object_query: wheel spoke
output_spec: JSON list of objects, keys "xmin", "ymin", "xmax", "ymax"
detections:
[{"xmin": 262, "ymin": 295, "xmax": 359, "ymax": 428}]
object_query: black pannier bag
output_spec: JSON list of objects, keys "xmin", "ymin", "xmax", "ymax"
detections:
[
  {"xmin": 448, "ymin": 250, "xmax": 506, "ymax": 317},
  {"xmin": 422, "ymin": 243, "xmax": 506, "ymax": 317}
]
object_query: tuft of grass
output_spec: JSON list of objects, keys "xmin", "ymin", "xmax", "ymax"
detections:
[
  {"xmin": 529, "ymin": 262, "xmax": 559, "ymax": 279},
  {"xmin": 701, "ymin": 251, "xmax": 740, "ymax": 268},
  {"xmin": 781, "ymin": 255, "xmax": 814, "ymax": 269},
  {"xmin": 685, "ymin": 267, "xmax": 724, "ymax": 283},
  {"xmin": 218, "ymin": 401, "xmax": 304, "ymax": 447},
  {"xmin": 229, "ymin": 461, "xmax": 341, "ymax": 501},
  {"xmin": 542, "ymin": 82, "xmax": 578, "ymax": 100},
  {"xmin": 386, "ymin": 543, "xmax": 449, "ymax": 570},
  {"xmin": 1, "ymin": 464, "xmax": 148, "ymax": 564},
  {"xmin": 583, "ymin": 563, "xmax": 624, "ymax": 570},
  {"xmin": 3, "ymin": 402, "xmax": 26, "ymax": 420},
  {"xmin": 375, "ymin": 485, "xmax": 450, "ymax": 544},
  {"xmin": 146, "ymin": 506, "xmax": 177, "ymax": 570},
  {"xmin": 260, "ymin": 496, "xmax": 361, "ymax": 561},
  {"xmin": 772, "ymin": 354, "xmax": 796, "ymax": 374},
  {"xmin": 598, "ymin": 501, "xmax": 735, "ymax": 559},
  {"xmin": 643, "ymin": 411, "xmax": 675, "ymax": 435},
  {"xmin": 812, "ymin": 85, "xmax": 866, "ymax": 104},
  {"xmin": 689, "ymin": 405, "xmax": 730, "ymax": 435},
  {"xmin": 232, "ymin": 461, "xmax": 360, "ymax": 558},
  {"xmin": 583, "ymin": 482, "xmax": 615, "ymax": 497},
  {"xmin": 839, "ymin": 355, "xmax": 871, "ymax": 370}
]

◆ ◆ ◆

ASSIGNMENT: Each line of the data above should appear again in your answer, exactly as given.

WRITTEN SOLUTION:
object_query: wheel spoke
output_spec: JSON list of objects, keys "xmin", "ymin", "xmax", "ymax"
detections:
[{"xmin": 262, "ymin": 295, "xmax": 359, "ymax": 428}]
object_query: black pannier bag
output_spec: JSON list of objects, keys "xmin", "ymin", "xmax", "ymax"
detections:
[
  {"xmin": 448, "ymin": 250, "xmax": 506, "ymax": 317},
  {"xmin": 422, "ymin": 243, "xmax": 506, "ymax": 317}
]
object_query: tuft of grass
output_spec: JSON list of objects, keys "xmin", "ymin", "xmax", "ymax"
detections:
[
  {"xmin": 529, "ymin": 262, "xmax": 559, "ymax": 279},
  {"xmin": 701, "ymin": 251, "xmax": 740, "ymax": 268},
  {"xmin": 781, "ymin": 255, "xmax": 814, "ymax": 269},
  {"xmin": 685, "ymin": 267, "xmax": 724, "ymax": 283},
  {"xmin": 218, "ymin": 401, "xmax": 304, "ymax": 447},
  {"xmin": 229, "ymin": 461, "xmax": 341, "ymax": 501},
  {"xmin": 542, "ymin": 82, "xmax": 578, "ymax": 100},
  {"xmin": 386, "ymin": 543, "xmax": 449, "ymax": 570},
  {"xmin": 1, "ymin": 464, "xmax": 148, "ymax": 564},
  {"xmin": 583, "ymin": 563, "xmax": 624, "ymax": 570},
  {"xmin": 3, "ymin": 402, "xmax": 26, "ymax": 420},
  {"xmin": 375, "ymin": 485, "xmax": 450, "ymax": 544},
  {"xmin": 146, "ymin": 506, "xmax": 177, "ymax": 570},
  {"xmin": 260, "ymin": 496, "xmax": 361, "ymax": 561},
  {"xmin": 772, "ymin": 354, "xmax": 796, "ymax": 374},
  {"xmin": 598, "ymin": 501, "xmax": 735, "ymax": 559},
  {"xmin": 643, "ymin": 411, "xmax": 675, "ymax": 435},
  {"xmin": 812, "ymin": 85, "xmax": 866, "ymax": 104},
  {"xmin": 689, "ymin": 405, "xmax": 730, "ymax": 435},
  {"xmin": 232, "ymin": 461, "xmax": 360, "ymax": 558},
  {"xmin": 583, "ymin": 482, "xmax": 615, "ymax": 497},
  {"xmin": 839, "ymin": 355, "xmax": 871, "ymax": 370}
]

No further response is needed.